▶ _THE EXERCISE_
Please format the lines below as a JSON list of strings, one string per line and no blank lines. Begin with the line containing "Identify a point on every instance of the wind" and go on through the line containing "x=192 y=338", and include nothing else.
─── SUPPLIED INFORMATION
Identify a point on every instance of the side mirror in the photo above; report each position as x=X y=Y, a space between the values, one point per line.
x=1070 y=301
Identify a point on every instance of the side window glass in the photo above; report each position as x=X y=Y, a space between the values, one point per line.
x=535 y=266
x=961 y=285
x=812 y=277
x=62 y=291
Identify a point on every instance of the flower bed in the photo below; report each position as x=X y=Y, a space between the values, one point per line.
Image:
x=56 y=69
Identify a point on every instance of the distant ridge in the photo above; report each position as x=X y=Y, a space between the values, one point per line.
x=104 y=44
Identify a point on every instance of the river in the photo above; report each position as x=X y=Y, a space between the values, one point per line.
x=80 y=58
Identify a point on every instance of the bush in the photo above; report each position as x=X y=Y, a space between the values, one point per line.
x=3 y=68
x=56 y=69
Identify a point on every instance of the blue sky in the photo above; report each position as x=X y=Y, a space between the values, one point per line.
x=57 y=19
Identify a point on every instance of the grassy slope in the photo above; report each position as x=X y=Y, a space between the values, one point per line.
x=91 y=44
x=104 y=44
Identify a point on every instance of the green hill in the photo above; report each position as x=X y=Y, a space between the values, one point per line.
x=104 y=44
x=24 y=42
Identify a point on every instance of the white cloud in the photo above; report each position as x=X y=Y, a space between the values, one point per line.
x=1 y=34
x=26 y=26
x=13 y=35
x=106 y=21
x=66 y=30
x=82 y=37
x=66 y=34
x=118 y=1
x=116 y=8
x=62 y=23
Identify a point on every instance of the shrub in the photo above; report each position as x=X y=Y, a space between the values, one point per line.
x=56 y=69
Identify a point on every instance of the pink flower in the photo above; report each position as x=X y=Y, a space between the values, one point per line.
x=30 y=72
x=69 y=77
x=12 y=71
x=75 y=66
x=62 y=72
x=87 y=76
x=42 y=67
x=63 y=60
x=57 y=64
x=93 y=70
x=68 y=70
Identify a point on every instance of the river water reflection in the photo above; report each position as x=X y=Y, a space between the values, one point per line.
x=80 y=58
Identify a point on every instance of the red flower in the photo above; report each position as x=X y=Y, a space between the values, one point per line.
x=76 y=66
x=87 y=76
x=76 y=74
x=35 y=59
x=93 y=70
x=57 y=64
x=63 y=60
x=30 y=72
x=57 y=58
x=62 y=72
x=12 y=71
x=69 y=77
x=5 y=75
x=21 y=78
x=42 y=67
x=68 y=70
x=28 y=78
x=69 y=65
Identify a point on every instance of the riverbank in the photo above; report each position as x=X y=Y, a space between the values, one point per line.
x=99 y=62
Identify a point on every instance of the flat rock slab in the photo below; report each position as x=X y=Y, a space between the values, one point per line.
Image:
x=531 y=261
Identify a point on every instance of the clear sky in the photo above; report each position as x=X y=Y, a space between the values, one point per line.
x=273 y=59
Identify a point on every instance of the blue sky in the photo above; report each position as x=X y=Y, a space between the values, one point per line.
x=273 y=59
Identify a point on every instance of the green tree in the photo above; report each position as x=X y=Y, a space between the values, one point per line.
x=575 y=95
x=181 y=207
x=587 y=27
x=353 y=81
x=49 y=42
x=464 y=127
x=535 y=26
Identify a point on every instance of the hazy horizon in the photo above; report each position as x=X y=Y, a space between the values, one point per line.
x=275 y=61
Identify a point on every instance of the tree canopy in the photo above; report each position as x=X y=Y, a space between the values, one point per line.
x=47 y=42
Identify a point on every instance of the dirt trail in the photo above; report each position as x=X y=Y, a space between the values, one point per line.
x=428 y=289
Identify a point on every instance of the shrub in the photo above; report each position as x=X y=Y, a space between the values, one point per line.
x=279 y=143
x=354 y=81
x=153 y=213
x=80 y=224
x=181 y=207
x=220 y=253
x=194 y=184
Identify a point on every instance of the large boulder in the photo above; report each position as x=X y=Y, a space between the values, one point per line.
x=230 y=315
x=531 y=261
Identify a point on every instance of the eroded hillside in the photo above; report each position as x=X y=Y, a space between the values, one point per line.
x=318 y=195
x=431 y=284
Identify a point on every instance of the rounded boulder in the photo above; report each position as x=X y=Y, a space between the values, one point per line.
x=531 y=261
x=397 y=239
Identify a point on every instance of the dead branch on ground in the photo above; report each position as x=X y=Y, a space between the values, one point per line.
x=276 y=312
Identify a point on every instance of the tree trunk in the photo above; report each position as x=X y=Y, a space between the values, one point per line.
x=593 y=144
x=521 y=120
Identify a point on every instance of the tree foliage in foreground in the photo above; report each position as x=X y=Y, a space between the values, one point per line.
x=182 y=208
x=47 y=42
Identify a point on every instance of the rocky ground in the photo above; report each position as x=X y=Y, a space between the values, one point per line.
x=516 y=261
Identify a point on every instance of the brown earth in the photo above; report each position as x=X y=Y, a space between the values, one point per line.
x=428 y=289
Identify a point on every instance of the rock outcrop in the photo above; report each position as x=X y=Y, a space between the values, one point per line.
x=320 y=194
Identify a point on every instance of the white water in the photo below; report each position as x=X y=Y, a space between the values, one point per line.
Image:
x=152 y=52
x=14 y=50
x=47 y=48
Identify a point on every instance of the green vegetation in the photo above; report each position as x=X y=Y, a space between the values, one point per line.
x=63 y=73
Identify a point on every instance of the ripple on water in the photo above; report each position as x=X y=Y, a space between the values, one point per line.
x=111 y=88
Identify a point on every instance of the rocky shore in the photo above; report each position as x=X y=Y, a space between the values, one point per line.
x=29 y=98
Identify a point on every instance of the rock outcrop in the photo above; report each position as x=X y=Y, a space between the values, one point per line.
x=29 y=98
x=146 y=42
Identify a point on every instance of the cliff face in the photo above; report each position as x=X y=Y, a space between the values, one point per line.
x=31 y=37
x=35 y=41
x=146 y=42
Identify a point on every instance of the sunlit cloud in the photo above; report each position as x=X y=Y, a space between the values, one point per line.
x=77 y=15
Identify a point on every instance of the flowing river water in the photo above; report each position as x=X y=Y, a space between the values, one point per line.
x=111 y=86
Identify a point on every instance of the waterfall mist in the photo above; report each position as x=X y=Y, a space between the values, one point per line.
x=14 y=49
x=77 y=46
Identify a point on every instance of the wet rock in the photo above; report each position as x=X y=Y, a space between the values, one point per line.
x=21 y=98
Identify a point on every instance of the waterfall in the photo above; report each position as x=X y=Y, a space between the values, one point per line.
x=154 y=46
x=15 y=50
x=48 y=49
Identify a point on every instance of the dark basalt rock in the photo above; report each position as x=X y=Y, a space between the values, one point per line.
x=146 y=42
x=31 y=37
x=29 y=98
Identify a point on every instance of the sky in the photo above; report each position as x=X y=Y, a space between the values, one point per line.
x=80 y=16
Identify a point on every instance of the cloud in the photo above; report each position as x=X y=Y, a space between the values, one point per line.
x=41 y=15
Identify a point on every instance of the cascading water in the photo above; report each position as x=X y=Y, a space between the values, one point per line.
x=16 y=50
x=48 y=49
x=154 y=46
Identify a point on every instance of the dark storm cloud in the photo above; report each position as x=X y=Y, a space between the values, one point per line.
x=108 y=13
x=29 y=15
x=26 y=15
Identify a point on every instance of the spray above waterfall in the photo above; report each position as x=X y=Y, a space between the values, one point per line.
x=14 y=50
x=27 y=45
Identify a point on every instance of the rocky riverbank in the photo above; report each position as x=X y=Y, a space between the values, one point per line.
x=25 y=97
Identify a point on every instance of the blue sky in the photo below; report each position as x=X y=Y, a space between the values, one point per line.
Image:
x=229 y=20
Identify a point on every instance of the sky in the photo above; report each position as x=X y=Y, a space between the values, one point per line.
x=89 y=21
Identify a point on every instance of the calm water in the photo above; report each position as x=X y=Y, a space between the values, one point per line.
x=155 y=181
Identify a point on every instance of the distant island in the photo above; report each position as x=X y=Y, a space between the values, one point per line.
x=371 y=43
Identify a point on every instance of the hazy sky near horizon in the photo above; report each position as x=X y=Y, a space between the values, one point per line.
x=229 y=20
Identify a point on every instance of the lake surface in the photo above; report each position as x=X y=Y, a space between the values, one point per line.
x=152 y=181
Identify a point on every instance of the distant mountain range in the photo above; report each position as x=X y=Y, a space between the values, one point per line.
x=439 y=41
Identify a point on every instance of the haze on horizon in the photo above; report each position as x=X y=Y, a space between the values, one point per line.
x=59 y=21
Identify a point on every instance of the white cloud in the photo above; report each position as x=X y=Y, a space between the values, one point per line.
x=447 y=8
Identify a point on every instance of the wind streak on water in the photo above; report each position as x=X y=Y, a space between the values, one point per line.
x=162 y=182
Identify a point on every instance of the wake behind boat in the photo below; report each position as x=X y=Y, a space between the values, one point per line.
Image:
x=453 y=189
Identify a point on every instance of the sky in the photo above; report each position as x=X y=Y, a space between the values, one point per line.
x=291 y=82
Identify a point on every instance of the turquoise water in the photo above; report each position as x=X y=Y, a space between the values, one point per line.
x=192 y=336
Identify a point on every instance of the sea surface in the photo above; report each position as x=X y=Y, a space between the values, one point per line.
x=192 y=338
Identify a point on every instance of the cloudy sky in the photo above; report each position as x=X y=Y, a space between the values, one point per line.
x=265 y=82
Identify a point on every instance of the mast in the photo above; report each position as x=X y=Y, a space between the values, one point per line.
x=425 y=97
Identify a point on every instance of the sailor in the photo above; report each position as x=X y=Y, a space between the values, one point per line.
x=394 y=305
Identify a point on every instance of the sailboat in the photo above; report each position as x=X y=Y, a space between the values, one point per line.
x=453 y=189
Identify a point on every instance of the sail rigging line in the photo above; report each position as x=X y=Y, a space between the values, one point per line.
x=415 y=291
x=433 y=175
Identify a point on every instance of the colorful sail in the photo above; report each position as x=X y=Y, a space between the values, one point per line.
──────
▶ _FINAL RESULT_
[
  "Identify a point on every instance of the wind streak on water in the photo above; report each position as x=X y=Y, a space between the values, one point per line.",
  "x=162 y=182",
  "Identify a point on every instance of the wake behind boat in the photo below; report each position as x=X y=Y, a space between the values, one point per line.",
  "Image:",
  "x=453 y=189",
  "Identify a point on every instance of the sky in the photo above; report each position as x=X y=Y, a space between the values, one point per line.",
  "x=291 y=82",
  "Identify a point on every instance of the turquoise water in the photo above; report each position as x=X y=Y, a space between the values, one point per line.",
  "x=192 y=336",
  "Identify a point on every instance of the sea surface in the photo above; report each position as x=X y=Y, a space between the values, one point per line.",
  "x=192 y=338"
]